►

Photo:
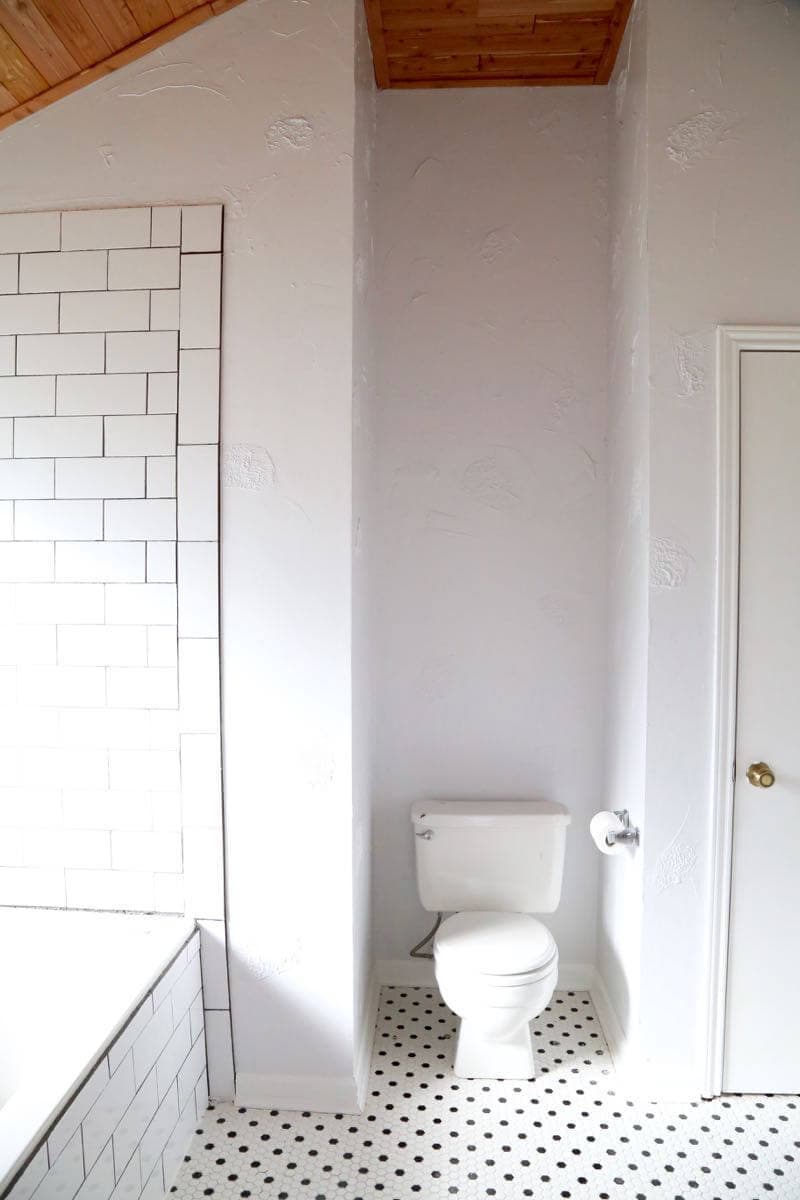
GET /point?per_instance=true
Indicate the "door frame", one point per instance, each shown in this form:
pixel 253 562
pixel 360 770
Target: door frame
pixel 731 342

◄

Your objective –
Copy every line of the entries above without changing a character, but leave out the pictures.

Result of this task –
Photo:
GET /point?per_instance=true
Indicate the "door frame", one point per instance, each shown in this form:
pixel 253 562
pixel 360 770
Target: door frame
pixel 731 342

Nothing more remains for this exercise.